The `results` array contains item objects with these key fields:
- `id` — full LoC URL for the item (e.g. `http://lccn.loc.gov/30027597`). Extract the numeric or alphanumeric segment after the last `/` for the `/item/{id}/` endpoint.
- `title`, `date` — item title and publication date
- `original_format` — array like `["book"]` or `["photo, print, drawing"]`
- `subject` — array of subject headings (e.g. `["romania", "constitutions"]`)
- `digitized` — boolean; `true` means image resources exist in the full item record
- `item.call_number`, `item.created_published` — catalog metadata nested under `item`
Narrow further with facet filters: `fa=original-format:book` (format), `dates=1900/1950` (date range). Combine `q` with one or two facets for the most targeted results.
## Fallbacks (when the best call isn't enough)
- **Known item identifier (from a search result or a loc.gov URL)** → `https://www.loc.gov/item/{id}/?fo=json` returns the full record including digitized image URLs in `resources`. Extract the numeric ID from a search result's `id` field — it is a full URL like `http://lccn.loc.gov/30027597`, not a slug.
- **No fallback if loc.gov is down** — this is the only free, programmatic access to the Library of Congress catalog.
## Pitfalls
- **`fo=json` is mandatory on every request.** Without it, you get an HTML page. This is the single most common mistake and it is not prominently documented.
- **The `id` field is a full URL, not a slug.** You cannot pass `"http://lccn.loc.gov/30027597"` directly to `/item/{id}/`. Extract the numeric segment (e.g. `30027597` or `2014711606`) after the last `/`.
- **`search.hits` and `pagination.total` differ.** `hits` is the unfiltered count across all formats; `total` is the count after your facet filters are applied. Use `pagination.total` for page navigation.
- **Cloudflare bot protection is aggressive.** Rapid-fire requests return 403 with a JavaScript challenge page. Add a recognizable `User-Agent` header and pace requests.
## One-line summary for the user
I can search the Library of Congress catalog — books, photos, maps, manuscripts — by keyword, format, and date range, but every request must include `fo=json` or you get HTML instead of JSON.

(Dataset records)
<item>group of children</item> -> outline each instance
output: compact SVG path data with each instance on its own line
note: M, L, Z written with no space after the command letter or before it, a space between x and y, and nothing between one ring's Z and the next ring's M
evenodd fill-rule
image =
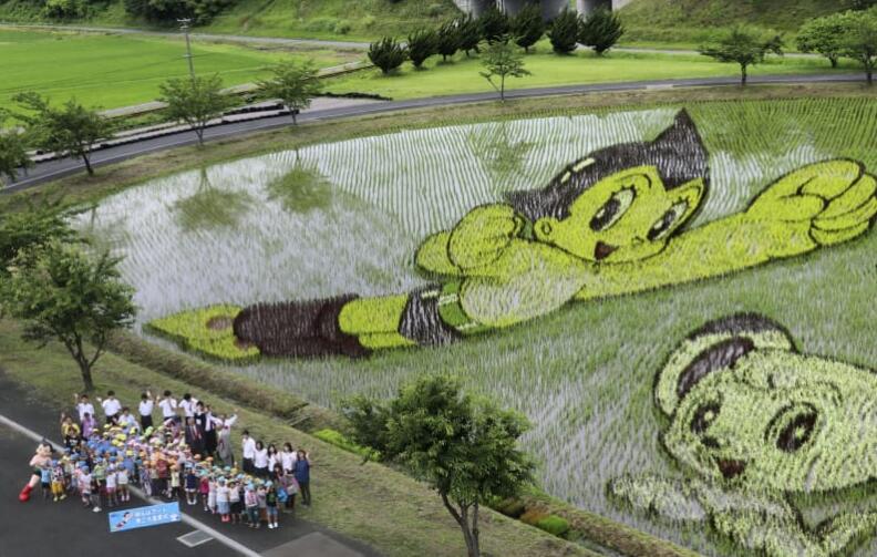
M301 487L296 474L279 463L269 474L245 473L235 467L230 452L225 462L215 462L193 451L185 426L176 420L158 427L142 425L107 420L103 427L81 427L62 415L64 453L39 467L44 497L61 501L76 494L83 506L99 513L104 505L131 501L128 485L136 485L146 495L167 501L196 505L200 499L204 510L220 515L221 522L251 528L262 522L278 528L279 509L295 508ZM307 460L307 453L286 448Z

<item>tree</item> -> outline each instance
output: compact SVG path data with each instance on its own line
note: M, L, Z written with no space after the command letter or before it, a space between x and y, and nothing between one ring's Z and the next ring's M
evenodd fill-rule
M545 20L541 18L539 4L527 2L510 21L512 37L515 43L529 52L529 48L539 42L545 34Z
M801 52L818 52L837 68L837 59L844 50L843 39L849 29L848 17L832 13L824 18L807 20L798 30L796 43Z
M850 12L846 18L848 29L842 40L842 53L863 65L868 85L873 85L877 64L877 10Z
M0 214L0 279L7 278L9 266L20 252L75 237L58 200L29 203L24 210Z
M621 19L611 10L600 8L594 10L581 23L578 42L594 49L598 56L616 45L625 34Z
M442 23L435 33L435 51L442 55L442 61L447 62L447 56L453 56L460 50L460 29L456 21Z
M578 13L568 9L564 9L555 18L548 29L548 39L557 54L569 54L576 50L580 24L581 18Z
M740 83L745 85L749 66L764 62L768 52L782 55L783 41L778 35L766 39L755 31L737 27L715 44L701 47L699 52L719 62L740 64Z
M488 44L493 44L496 41L508 40L508 14L497 8L496 4L491 4L482 12L478 18L478 27L481 27L482 38L487 41Z
M8 113L0 110L0 186L3 176L10 182L16 182L19 168L33 166L18 127L3 127L7 118Z
M481 505L517 495L533 478L533 463L517 446L526 419L473 400L447 377L422 378L389 403L354 398L344 412L358 443L438 492L470 557L481 555Z
M420 69L427 58L438 53L438 35L431 29L419 29L409 35L409 59Z
M271 79L258 83L259 91L268 99L280 99L298 124L296 115L310 106L311 100L322 92L313 61L285 62L271 68Z
M161 100L167 103L167 117L182 120L195 131L198 145L204 145L204 128L230 106L223 94L223 80L218 75L171 78L158 87Z
M482 41L482 29L478 20L474 19L470 13L465 18L456 20L457 23L457 39L460 41L460 50L466 53L468 58L470 52L478 52L478 44Z
M481 76L487 80L491 85L499 93L499 100L505 102L505 80L506 78L523 78L530 75L524 69L524 55L508 41L497 40L484 51L482 65L487 70L481 72ZM499 78L499 84L494 83L494 78Z
M37 93L20 93L13 100L27 112L17 117L28 124L37 147L58 153L69 153L82 158L85 171L94 175L91 147L113 133L110 121L71 99L61 109Z
M384 75L402 65L405 61L405 48L392 37L384 37L369 45L369 60L381 69Z
M95 259L79 248L51 243L19 252L9 279L0 283L4 311L25 321L23 338L44 347L60 341L75 360L86 391L92 368L110 333L130 327L133 289L118 280L118 259Z

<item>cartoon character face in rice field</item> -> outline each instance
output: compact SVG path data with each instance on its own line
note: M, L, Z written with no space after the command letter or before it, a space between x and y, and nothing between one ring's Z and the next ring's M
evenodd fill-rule
M654 396L670 420L663 445L691 481L626 476L610 484L617 497L670 518L710 517L742 546L777 557L835 555L877 528L877 513L865 512L808 529L786 497L874 479L874 371L799 354L784 328L741 314L690 334Z

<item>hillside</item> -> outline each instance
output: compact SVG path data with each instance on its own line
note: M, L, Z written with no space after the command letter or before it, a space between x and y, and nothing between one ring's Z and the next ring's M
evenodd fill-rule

■ Exercises:
1. Using the loc.gov API notes, decide whether each statement agrees with them. Answer yes or no for each, and quote the words that decide it.
(a) A request sent without `fo=json` gets back an HTML page.
(b) Page navigation should rely on `pagination.total`.
(c) The value of the `id` field can be passed straight to `/item/{id}/`.
2. Answer these from the loc.gov API notes, one per line:
(a) What does a `digitized` value of `true` mean?
(b) Which count covers all formats, ignoring filters?
(c) What status code comes back for rapid-fire requests?
3. Repeat the passage of the loc.gov API notes starting at "## Pitfalls" and ending at "for page navigation.".
The items aren't needed for anything here.

■ The answers:
1.
(a) Yes: "Without it, you get an HTML page."
(b) Yes: "Use `pagination.total` for page navigation."
(c) No: "You cannot pass `"http://lccn.loc.gov/30027597"` directly to `/item/{id}/`."

2.
(a) Image resources exist in the full item record.
(b) `search.hits`
(c) 403

3.
## Pitfalls
- **`fo=json` is mandatory on every request.** Without it, you get an HTML page. This is the single most common mistake and it is not prominently documented.
- **The `id` field is a full URL, not a slug.** You cannot pass `"http://lccn.loc.gov/30027597"` directly to `/item/{id}/`. Extract the numeric segment (e.g. `30027597` or `2014711606`) after the last `/`.
- **`search.hits` and `pagination.total` differ.** `hits` is the unfiltered count across all formats; `total` is the count after your facet filters are applied. Use `pagination.total` for page navigation.